Extracted material:
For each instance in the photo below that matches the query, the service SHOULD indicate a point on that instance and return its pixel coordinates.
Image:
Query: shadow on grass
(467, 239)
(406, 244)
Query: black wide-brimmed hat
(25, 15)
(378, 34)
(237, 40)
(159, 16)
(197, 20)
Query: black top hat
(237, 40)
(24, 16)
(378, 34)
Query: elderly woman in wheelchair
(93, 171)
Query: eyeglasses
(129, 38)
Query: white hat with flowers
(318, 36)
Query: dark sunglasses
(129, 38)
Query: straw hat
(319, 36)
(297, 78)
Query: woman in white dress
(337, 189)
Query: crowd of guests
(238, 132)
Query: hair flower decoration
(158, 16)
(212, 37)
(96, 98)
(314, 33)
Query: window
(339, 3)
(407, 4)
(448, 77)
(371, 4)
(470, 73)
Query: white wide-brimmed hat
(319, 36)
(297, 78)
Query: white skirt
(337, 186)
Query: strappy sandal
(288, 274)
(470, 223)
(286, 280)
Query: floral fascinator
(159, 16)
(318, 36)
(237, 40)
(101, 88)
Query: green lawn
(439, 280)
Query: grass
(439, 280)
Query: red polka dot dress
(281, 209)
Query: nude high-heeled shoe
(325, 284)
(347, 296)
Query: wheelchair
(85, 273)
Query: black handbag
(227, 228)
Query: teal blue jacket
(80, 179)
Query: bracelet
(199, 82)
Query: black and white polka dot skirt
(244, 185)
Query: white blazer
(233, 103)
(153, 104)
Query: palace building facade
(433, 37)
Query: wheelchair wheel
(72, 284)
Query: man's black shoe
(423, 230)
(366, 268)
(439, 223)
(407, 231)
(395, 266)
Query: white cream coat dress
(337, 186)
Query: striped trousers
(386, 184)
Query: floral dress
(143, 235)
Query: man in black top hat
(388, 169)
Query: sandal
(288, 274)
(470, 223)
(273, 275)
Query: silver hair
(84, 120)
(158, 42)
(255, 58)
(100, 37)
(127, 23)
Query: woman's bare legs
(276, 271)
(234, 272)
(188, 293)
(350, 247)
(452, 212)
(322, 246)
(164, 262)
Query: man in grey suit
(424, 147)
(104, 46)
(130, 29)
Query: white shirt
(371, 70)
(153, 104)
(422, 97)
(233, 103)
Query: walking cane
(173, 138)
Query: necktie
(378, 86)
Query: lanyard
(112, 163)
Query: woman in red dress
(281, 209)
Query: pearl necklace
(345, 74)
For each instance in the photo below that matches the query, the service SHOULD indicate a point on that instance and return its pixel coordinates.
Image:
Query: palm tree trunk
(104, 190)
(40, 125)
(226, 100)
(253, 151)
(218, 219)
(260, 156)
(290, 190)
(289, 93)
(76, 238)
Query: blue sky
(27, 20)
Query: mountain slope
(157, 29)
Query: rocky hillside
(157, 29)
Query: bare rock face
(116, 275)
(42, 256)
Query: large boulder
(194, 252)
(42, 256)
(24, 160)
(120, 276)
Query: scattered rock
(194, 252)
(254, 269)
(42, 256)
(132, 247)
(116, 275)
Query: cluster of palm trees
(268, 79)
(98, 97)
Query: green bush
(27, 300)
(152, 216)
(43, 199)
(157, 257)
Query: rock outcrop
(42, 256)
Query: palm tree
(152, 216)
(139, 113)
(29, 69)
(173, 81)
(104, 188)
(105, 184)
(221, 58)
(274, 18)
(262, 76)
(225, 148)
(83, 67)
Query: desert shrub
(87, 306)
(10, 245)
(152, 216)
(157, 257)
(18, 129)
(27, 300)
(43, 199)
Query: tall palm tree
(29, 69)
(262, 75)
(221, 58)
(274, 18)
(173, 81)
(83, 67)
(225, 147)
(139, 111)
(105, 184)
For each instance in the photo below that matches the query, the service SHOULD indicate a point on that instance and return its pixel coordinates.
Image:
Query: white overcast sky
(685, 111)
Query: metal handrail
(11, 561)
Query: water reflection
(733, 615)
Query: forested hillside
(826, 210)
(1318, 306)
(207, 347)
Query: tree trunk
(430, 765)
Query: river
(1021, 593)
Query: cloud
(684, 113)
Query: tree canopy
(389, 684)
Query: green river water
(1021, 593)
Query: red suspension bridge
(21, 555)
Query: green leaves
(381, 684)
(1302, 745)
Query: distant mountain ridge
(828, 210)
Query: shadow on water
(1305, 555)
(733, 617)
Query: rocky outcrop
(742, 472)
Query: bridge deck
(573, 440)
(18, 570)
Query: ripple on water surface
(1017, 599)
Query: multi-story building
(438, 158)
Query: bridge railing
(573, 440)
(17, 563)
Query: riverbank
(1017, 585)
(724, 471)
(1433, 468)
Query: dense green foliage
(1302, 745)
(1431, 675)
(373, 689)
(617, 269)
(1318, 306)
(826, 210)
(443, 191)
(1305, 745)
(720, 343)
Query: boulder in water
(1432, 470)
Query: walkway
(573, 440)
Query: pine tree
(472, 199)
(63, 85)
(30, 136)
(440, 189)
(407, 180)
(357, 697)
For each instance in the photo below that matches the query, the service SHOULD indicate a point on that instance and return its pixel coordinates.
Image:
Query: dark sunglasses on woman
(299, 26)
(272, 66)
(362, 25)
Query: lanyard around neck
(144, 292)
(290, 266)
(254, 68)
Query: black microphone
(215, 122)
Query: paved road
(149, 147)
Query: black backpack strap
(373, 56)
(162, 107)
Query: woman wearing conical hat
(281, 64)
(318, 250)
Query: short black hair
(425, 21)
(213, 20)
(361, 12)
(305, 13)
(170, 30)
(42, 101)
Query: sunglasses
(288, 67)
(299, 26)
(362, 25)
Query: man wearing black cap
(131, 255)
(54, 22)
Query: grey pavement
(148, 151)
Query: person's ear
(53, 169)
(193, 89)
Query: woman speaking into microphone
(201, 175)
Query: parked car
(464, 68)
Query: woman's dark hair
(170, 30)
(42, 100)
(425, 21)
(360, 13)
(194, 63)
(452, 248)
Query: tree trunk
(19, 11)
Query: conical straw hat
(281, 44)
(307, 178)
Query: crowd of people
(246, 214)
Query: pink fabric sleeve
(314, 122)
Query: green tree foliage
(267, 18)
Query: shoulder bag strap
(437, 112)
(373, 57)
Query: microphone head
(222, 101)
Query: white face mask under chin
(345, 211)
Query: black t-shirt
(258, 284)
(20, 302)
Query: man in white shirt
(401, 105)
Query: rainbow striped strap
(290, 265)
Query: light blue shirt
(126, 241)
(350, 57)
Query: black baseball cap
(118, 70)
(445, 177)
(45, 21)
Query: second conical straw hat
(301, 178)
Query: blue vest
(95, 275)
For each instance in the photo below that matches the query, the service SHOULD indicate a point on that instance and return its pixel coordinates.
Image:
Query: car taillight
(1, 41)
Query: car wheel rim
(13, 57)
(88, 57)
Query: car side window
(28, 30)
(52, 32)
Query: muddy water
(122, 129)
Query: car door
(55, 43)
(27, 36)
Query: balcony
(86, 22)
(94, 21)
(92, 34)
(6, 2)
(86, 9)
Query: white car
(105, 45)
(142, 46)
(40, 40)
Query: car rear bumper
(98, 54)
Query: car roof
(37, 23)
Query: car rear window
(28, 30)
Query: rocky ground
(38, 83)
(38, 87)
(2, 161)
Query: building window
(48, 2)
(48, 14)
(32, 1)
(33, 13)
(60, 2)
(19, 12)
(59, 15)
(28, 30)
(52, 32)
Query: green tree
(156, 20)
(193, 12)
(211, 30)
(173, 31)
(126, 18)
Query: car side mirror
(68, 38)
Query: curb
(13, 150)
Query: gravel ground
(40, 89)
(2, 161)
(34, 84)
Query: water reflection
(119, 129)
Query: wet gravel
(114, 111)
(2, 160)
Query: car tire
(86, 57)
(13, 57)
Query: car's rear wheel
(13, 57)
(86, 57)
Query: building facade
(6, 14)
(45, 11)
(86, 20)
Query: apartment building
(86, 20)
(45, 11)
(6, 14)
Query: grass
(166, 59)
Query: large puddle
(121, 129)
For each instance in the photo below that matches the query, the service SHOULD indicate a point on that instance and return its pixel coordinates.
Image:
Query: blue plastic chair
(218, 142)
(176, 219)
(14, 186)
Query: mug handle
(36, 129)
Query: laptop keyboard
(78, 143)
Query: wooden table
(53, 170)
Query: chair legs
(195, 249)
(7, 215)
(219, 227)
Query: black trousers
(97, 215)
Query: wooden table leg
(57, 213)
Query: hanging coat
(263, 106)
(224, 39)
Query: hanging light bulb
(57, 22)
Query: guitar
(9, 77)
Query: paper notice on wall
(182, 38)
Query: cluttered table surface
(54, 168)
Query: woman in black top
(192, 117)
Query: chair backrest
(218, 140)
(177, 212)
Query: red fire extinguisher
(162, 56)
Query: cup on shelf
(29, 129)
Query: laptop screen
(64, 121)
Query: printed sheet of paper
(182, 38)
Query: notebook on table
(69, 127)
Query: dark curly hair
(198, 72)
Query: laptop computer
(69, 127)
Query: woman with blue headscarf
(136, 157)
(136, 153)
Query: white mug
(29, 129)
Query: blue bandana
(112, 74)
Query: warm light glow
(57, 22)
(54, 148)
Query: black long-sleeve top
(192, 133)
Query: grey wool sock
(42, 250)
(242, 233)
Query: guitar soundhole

Exercise prompt: Repeat each line, unchanged, from the line that contains "Query: white mug" to the end of the listing above.

Exercise solution:
Query: white mug
(29, 129)
Query: blue bandana
(112, 74)
Query: warm light glow
(57, 22)
(54, 148)
Query: black long-sleeve top
(192, 133)
Query: grey wool sock
(42, 250)
(242, 233)
Query: guitar soundhole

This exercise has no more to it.